* _Written instruction_
Transcribe the records that follow exactly. Skip the pictures.

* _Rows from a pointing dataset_
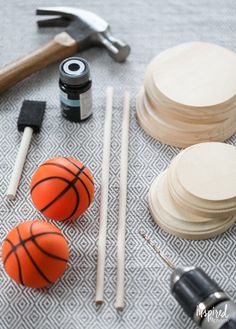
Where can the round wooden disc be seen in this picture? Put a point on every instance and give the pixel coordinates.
(207, 171)
(175, 134)
(196, 74)
(175, 221)
(192, 204)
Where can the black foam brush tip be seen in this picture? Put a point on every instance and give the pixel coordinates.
(31, 115)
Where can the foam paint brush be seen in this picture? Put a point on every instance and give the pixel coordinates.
(29, 122)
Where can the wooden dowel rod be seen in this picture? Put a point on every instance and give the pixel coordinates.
(122, 205)
(104, 198)
(19, 164)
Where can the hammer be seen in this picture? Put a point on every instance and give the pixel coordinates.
(83, 29)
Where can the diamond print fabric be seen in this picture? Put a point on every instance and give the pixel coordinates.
(149, 27)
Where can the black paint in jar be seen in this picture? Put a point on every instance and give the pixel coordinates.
(75, 89)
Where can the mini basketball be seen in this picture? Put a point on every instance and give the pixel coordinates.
(62, 188)
(35, 254)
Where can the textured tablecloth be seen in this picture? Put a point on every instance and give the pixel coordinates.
(149, 26)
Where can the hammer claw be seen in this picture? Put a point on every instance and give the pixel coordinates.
(54, 22)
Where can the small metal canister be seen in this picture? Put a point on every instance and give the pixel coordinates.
(75, 89)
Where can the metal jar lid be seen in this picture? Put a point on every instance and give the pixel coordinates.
(74, 71)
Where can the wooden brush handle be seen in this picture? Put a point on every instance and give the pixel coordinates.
(60, 47)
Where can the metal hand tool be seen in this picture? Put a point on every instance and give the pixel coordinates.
(200, 297)
(84, 29)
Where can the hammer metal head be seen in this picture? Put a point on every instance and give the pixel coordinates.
(87, 28)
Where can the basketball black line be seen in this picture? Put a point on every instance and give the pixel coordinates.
(68, 182)
(70, 185)
(74, 164)
(24, 241)
(72, 173)
(46, 179)
(32, 260)
(44, 251)
(17, 260)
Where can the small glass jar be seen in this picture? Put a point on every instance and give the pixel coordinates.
(75, 89)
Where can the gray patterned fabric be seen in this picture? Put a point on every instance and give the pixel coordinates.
(150, 27)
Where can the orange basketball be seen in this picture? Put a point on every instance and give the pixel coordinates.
(62, 188)
(35, 254)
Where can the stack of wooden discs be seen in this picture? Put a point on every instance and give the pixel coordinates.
(189, 95)
(195, 198)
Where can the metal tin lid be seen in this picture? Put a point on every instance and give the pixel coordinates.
(74, 71)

* _The output_
Where can the round wooden disc be seen in this picture? Put a point on every instance and give the pixel coordinates.
(207, 171)
(175, 134)
(196, 74)
(175, 221)
(192, 204)
Where can the black foam brush tip be seen in this picture? Put a point on every instance and give the pixel coordinates.
(31, 115)
Where can the foam paint brush be seen in this picture? Put a point on every instance and give the pixel coordinates.
(29, 122)
Where can the wooden dowel rod be seen in this picture? Put a point on every instance and give the pixel coordinates.
(122, 205)
(104, 198)
(19, 164)
Where can the hammer be seen in this picture? Put a point on every instance and give the pixel coordinates.
(83, 29)
Where can the diamond print fabric be seen in this picture? Put a point on every instance and give the pixel coordinates.
(149, 27)
Where can the black paint in jar be seen in this picture? Put a point on every instance and give the pixel coordinates.
(75, 89)
Where can the mini basketball be seen in this picture? Put a point on every instance and give the pixel coordinates.
(62, 188)
(35, 254)
Where can the textured tablecloth be seen in this picture? Put a point on every instance and give the pixel coordinates.
(149, 26)
Where can the hammer claw be seen in this picture? Put a point on every instance and give the pixel coordinates.
(54, 22)
Where can the small metal canister be seen in this picture? Put a point on every instance and give the pixel coordinates.
(75, 89)
Where can the metal jar lid be seen in this picture? Put a point on every instance and give the pixel coordinates.
(74, 71)
Where can the wooden brush handle be seen in this picture? Put a point on every instance and give the pixel coordinates.
(60, 47)
Where can the metal hand tool be seen in this picture? Put a point on every instance and give the pixel coordinates.
(200, 297)
(84, 29)
Where can the hammer metal head be seen in this picture? Put a point on every instance and give the pixel coordinates.
(87, 28)
Where can the basketball black line be seen in this picture? Put a point on every instance and give the pixel coordinates.
(68, 182)
(70, 185)
(74, 164)
(24, 241)
(72, 173)
(46, 179)
(32, 260)
(44, 251)
(17, 260)
Where can the small glass jar be seen in this picture? Put a point on every instance and give the pixel coordinates.
(75, 89)
Where can the gray patterned fabric be seen in this picture? Put a point on every instance and give the pixel coordinates.
(150, 27)
Where can the orange basketball be seen in this picture? Put a point on every instance and give the pixel coordinates.
(62, 188)
(35, 254)
Where can the stack of wooden discs be seen in this picture? Put a point on every instance and give the pixel coordinates.
(189, 95)
(195, 198)
Where can the metal tin lid be seen in this picture? Put a point on every instance and give the pixel coordinates.
(74, 71)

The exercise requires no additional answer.